Material provided START

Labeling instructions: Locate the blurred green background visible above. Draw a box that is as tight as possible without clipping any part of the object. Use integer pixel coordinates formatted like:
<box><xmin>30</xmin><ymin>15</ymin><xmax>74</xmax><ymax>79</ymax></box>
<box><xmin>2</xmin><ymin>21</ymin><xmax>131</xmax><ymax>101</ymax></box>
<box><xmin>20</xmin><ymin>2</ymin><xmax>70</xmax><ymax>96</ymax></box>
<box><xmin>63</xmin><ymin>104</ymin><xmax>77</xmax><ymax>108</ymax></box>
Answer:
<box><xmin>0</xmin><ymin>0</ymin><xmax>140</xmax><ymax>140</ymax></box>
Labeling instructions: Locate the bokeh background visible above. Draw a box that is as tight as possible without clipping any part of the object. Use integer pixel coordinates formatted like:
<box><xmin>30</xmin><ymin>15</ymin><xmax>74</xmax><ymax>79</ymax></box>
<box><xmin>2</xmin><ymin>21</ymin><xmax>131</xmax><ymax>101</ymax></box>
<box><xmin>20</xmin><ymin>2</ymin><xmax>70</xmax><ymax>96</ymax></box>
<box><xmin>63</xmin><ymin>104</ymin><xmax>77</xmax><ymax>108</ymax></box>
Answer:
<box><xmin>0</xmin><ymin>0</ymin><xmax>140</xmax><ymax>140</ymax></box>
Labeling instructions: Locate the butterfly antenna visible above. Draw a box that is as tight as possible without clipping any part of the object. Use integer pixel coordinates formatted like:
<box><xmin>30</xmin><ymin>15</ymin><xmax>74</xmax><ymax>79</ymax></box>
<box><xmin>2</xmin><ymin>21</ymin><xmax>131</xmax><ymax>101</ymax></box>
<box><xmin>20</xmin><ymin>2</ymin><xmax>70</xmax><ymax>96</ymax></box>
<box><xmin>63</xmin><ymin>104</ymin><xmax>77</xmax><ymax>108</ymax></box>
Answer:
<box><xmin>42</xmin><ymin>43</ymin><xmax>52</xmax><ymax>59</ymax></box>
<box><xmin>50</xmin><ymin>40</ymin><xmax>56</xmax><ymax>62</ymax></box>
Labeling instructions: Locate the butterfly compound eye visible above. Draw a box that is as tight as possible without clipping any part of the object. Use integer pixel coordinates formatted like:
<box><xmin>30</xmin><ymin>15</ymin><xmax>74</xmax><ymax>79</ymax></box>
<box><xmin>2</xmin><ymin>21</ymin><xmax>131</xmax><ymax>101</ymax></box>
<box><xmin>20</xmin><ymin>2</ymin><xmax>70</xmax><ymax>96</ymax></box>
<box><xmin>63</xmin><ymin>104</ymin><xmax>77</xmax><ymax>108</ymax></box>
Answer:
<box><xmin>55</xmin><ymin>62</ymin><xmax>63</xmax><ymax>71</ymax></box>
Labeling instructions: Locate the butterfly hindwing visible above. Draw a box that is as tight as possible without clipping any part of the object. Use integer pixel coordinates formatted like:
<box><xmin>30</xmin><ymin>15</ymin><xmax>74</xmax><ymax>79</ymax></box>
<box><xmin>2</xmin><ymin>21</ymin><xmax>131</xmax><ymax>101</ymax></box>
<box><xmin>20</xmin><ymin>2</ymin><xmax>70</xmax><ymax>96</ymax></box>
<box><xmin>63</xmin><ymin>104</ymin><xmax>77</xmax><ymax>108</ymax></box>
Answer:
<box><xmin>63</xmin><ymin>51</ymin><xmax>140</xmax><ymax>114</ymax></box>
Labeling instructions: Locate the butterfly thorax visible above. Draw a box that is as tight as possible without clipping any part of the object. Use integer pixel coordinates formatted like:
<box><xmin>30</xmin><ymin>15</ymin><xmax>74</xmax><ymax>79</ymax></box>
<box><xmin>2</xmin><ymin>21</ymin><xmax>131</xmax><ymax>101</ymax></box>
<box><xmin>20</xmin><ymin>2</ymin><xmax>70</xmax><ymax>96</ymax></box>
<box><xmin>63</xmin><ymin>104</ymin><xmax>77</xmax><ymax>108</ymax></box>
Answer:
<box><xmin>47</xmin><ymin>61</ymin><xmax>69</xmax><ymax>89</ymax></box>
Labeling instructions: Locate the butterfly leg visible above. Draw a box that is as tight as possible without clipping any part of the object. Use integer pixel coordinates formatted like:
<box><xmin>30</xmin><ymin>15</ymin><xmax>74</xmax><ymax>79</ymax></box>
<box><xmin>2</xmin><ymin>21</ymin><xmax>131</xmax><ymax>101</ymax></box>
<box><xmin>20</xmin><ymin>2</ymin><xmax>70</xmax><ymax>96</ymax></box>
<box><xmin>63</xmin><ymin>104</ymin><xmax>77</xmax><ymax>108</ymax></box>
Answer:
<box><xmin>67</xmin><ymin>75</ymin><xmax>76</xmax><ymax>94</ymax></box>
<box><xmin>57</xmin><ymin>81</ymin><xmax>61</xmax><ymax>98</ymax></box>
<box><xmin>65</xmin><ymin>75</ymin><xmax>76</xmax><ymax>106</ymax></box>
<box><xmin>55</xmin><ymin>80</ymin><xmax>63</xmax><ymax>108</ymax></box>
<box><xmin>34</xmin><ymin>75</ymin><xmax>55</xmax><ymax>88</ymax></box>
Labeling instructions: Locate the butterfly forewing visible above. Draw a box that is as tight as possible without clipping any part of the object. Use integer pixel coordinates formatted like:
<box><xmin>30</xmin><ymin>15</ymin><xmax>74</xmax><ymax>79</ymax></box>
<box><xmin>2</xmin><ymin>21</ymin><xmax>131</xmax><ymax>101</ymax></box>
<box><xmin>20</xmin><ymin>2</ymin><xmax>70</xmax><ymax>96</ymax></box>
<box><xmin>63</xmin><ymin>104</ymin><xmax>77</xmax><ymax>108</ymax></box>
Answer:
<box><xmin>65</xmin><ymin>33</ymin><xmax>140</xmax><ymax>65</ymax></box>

Material provided END

▶ [Work instruction]
From the first record to the last, print each one exactly.

▶ [Solution to the problem]
Labeling instructions: Locate the blurred green background visible above. Draw a box that is as tight as possible without clipping any part of the object. Use integer pixel coordinates formatted like:
<box><xmin>30</xmin><ymin>15</ymin><xmax>74</xmax><ymax>79</ymax></box>
<box><xmin>2</xmin><ymin>21</ymin><xmax>131</xmax><ymax>101</ymax></box>
<box><xmin>20</xmin><ymin>2</ymin><xmax>70</xmax><ymax>96</ymax></box>
<box><xmin>63</xmin><ymin>104</ymin><xmax>77</xmax><ymax>108</ymax></box>
Answer:
<box><xmin>0</xmin><ymin>0</ymin><xmax>140</xmax><ymax>140</ymax></box>
Labeling instructions: Locate the bokeh background visible above. Draw a box that is as tight as possible without clipping any part of the object. Use integer pixel coordinates formatted like:
<box><xmin>30</xmin><ymin>15</ymin><xmax>74</xmax><ymax>79</ymax></box>
<box><xmin>2</xmin><ymin>21</ymin><xmax>131</xmax><ymax>101</ymax></box>
<box><xmin>20</xmin><ymin>2</ymin><xmax>70</xmax><ymax>96</ymax></box>
<box><xmin>63</xmin><ymin>104</ymin><xmax>77</xmax><ymax>108</ymax></box>
Answer:
<box><xmin>0</xmin><ymin>0</ymin><xmax>140</xmax><ymax>140</ymax></box>
Labeling instructions: Locate the butterfly antenna visible above. Draw a box that is as tight as possible without clipping any part of the object. Use integer pixel coordinates formatted like:
<box><xmin>30</xmin><ymin>15</ymin><xmax>74</xmax><ymax>79</ymax></box>
<box><xmin>2</xmin><ymin>21</ymin><xmax>131</xmax><ymax>101</ymax></box>
<box><xmin>20</xmin><ymin>2</ymin><xmax>70</xmax><ymax>96</ymax></box>
<box><xmin>63</xmin><ymin>104</ymin><xmax>77</xmax><ymax>108</ymax></box>
Answer:
<box><xmin>42</xmin><ymin>43</ymin><xmax>52</xmax><ymax>59</ymax></box>
<box><xmin>50</xmin><ymin>40</ymin><xmax>56</xmax><ymax>62</ymax></box>
Labeling instructions: Locate the butterfly compound eye visible above. Draw a box that is as tight as possible without clipping any part of the object. Use integer pixel coordinates formatted like:
<box><xmin>30</xmin><ymin>15</ymin><xmax>74</xmax><ymax>79</ymax></box>
<box><xmin>2</xmin><ymin>21</ymin><xmax>131</xmax><ymax>101</ymax></box>
<box><xmin>20</xmin><ymin>2</ymin><xmax>70</xmax><ymax>96</ymax></box>
<box><xmin>63</xmin><ymin>104</ymin><xmax>77</xmax><ymax>108</ymax></box>
Answer:
<box><xmin>55</xmin><ymin>62</ymin><xmax>63</xmax><ymax>71</ymax></box>
Labeling instructions: Locate the butterfly hindwing visible above. Draw a box that is as tight as possible without clipping any part of the object. Use integer pixel coordinates formatted like:
<box><xmin>30</xmin><ymin>15</ymin><xmax>74</xmax><ymax>79</ymax></box>
<box><xmin>2</xmin><ymin>21</ymin><xmax>131</xmax><ymax>101</ymax></box>
<box><xmin>20</xmin><ymin>2</ymin><xmax>70</xmax><ymax>96</ymax></box>
<box><xmin>63</xmin><ymin>104</ymin><xmax>77</xmax><ymax>108</ymax></box>
Answer:
<box><xmin>63</xmin><ymin>51</ymin><xmax>140</xmax><ymax>114</ymax></box>
Labeling instructions: Locate the butterfly thorax visible above. Draw a box that is as tight as possible without clipping any part of the object. Use integer pixel coordinates formatted like:
<box><xmin>30</xmin><ymin>15</ymin><xmax>74</xmax><ymax>79</ymax></box>
<box><xmin>2</xmin><ymin>21</ymin><xmax>131</xmax><ymax>101</ymax></box>
<box><xmin>20</xmin><ymin>2</ymin><xmax>70</xmax><ymax>96</ymax></box>
<box><xmin>63</xmin><ymin>104</ymin><xmax>77</xmax><ymax>108</ymax></box>
Answer:
<box><xmin>47</xmin><ymin>61</ymin><xmax>69</xmax><ymax>89</ymax></box>
Labeling instructions: Locate the butterfly leg visible above. Draw a box that is as tight as possible without clipping any part of the object. Use integer pixel coordinates formatted like:
<box><xmin>30</xmin><ymin>15</ymin><xmax>74</xmax><ymax>79</ymax></box>
<box><xmin>2</xmin><ymin>21</ymin><xmax>131</xmax><ymax>101</ymax></box>
<box><xmin>20</xmin><ymin>2</ymin><xmax>70</xmax><ymax>96</ymax></box>
<box><xmin>63</xmin><ymin>104</ymin><xmax>77</xmax><ymax>108</ymax></box>
Answer:
<box><xmin>67</xmin><ymin>75</ymin><xmax>76</xmax><ymax>94</ymax></box>
<box><xmin>57</xmin><ymin>81</ymin><xmax>61</xmax><ymax>98</ymax></box>
<box><xmin>65</xmin><ymin>75</ymin><xmax>76</xmax><ymax>106</ymax></box>
<box><xmin>55</xmin><ymin>80</ymin><xmax>63</xmax><ymax>108</ymax></box>
<box><xmin>34</xmin><ymin>75</ymin><xmax>55</xmax><ymax>88</ymax></box>
Labeling instructions: Locate the butterfly forewing visible above. Draw a box that is as tight as possible without clipping any part of the object. Use integer pixel coordinates formatted like:
<box><xmin>30</xmin><ymin>15</ymin><xmax>74</xmax><ymax>79</ymax></box>
<box><xmin>2</xmin><ymin>21</ymin><xmax>131</xmax><ymax>101</ymax></box>
<box><xmin>20</xmin><ymin>2</ymin><xmax>70</xmax><ymax>96</ymax></box>
<box><xmin>63</xmin><ymin>104</ymin><xmax>77</xmax><ymax>108</ymax></box>
Answer:
<box><xmin>65</xmin><ymin>33</ymin><xmax>140</xmax><ymax>65</ymax></box>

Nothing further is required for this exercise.